## Work instruction
Do any lines in the data below contain "leggings"? If so, copy every one of them.

## Exercise materials

****************

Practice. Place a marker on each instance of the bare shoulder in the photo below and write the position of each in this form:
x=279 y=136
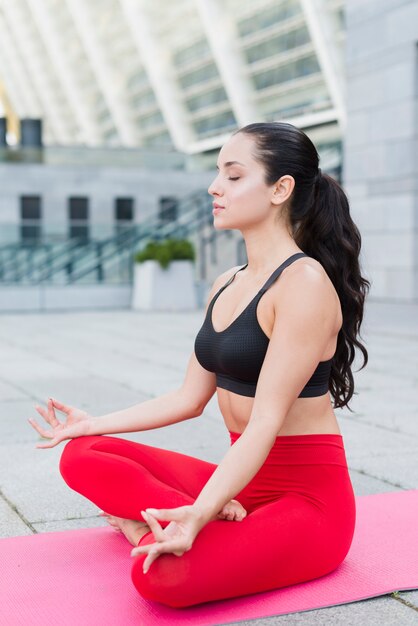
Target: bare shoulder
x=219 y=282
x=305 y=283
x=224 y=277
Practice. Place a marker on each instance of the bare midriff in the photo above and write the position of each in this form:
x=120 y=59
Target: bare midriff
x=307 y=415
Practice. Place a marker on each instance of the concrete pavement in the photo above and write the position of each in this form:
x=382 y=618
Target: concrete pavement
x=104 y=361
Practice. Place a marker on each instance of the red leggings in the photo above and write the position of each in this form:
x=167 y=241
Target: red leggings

****************

## Task answer
Practice. Place a marker on each instance of the red leggings in the photo above and write the position of each in this form:
Target: red leggings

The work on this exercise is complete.